** BEGIN EXTRACTED MATERIAL **

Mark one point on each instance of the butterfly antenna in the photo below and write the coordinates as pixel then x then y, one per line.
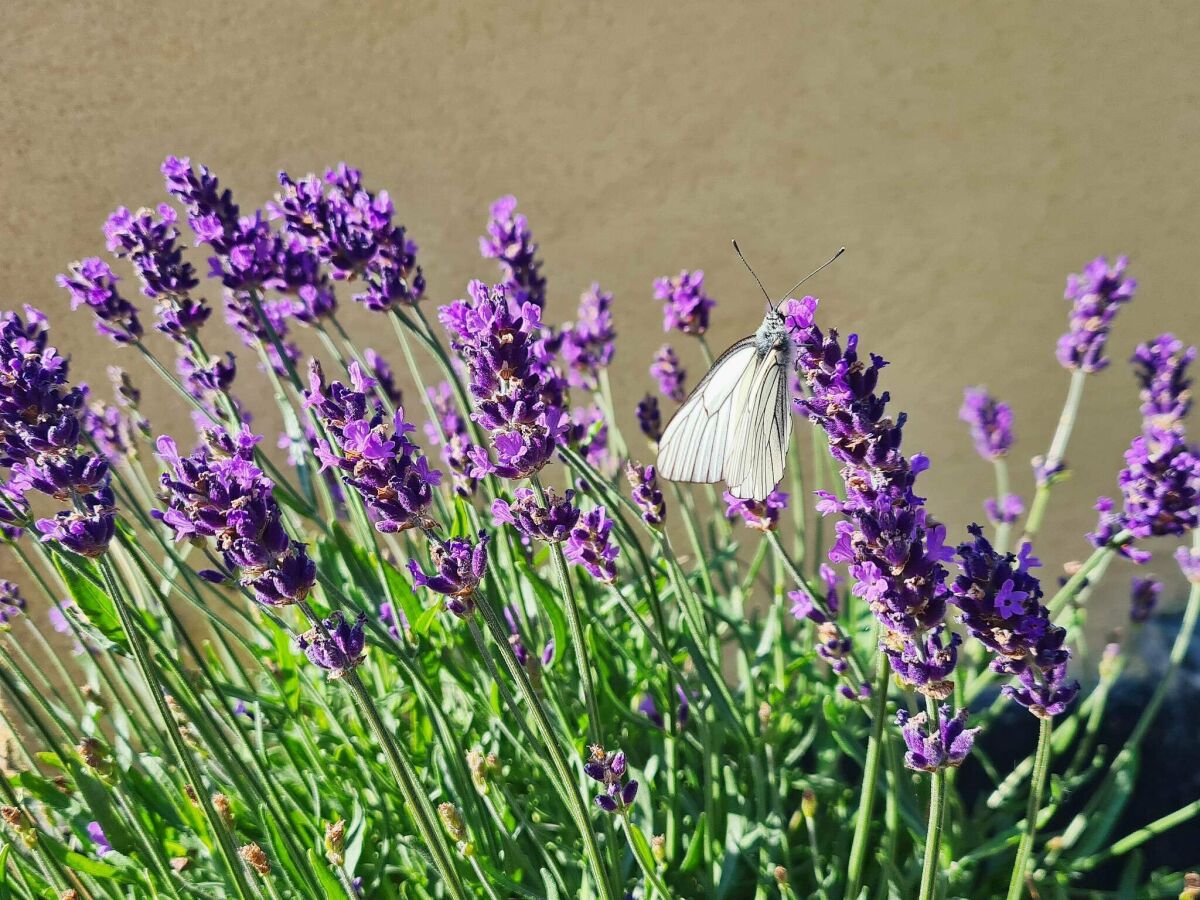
pixel 831 259
pixel 738 250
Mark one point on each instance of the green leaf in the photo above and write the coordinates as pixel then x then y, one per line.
pixel 93 601
pixel 696 845
pixel 328 882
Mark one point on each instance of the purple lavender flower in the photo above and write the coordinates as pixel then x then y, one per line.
pixel 670 373
pixel 1096 295
pixel 336 647
pixel 1189 563
pixel 459 565
pixel 588 343
pixel 645 484
pixel 1144 598
pixel 991 423
pixel 760 515
pixel 945 748
pixel 610 769
pixel 1003 510
pixel 217 492
pixel 97 837
pixel 1001 605
pixel 516 401
pixel 552 523
pixel 649 419
pixel 387 469
pixel 589 547
pixel 805 606
pixel 510 241
pixel 450 432
pixel 93 283
pixel 352 229
pixel 149 239
pixel 12 603
pixel 685 306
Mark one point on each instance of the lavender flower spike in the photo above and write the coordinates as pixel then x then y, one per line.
pixel 1096 295
pixel 991 423
pixel 459 567
pixel 337 646
pixel 943 748
pixel 685 306
pixel 510 243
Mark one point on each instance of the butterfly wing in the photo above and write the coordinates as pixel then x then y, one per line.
pixel 761 429
pixel 695 443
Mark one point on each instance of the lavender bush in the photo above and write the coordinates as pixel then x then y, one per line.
pixel 462 640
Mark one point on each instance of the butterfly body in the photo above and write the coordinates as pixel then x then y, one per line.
pixel 736 424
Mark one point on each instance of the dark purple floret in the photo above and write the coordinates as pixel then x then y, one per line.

** END EXTRACTED MATERIAL **

→ **GIVEN PROBLEM**:
Please repeat every row above, swapping "Mark one point" for "Place one point" and leaving everything else unchanged. Leave the pictures out.

→ **THE RESPONSE**:
Place one point on each instance of the butterfly antenna in the photo below and write the coordinates as pixel then x then y, one per line.
pixel 831 259
pixel 738 250
Place one point on each instance of the green leaf in the photo above and write the coordinates as pixel then x then y, one per line.
pixel 93 601
pixel 696 845
pixel 328 882
Place one point on each instance of the purple lavender flower in the photo above and write the coordinates as pixel then x then y, one per line.
pixel 670 373
pixel 1096 295
pixel 336 647
pixel 1189 563
pixel 459 565
pixel 588 343
pixel 645 484
pixel 1144 598
pixel 991 423
pixel 760 515
pixel 945 748
pixel 610 769
pixel 1003 510
pixel 217 492
pixel 97 837
pixel 1001 605
pixel 516 401
pixel 552 523
pixel 649 419
pixel 387 469
pixel 589 547
pixel 805 606
pixel 510 241
pixel 450 432
pixel 93 283
pixel 352 229
pixel 149 239
pixel 12 603
pixel 685 306
Place one point on each instance of the lavender flower spike in the photo above and write the coordinates as pixel then x then y, one per line.
pixel 1096 295
pixel 991 423
pixel 459 567
pixel 337 646
pixel 943 748
pixel 685 306
pixel 510 243
Place one point on each instance of the butterfly wing in the photo above and write the coordinates as pixel then x then y, one per line.
pixel 761 429
pixel 695 443
Place one point on each instance of the lavender bush in the photo above and write the coordinates as pixel then x then y, one per line.
pixel 462 640
Place one point on each instance of the butterfly body in the photo above and write the coordinates as pixel then x then y, one per line.
pixel 736 424
Place one point on each instance of the dark purple floret in the photo above and write the coordinates as pixel then x then y, one per line.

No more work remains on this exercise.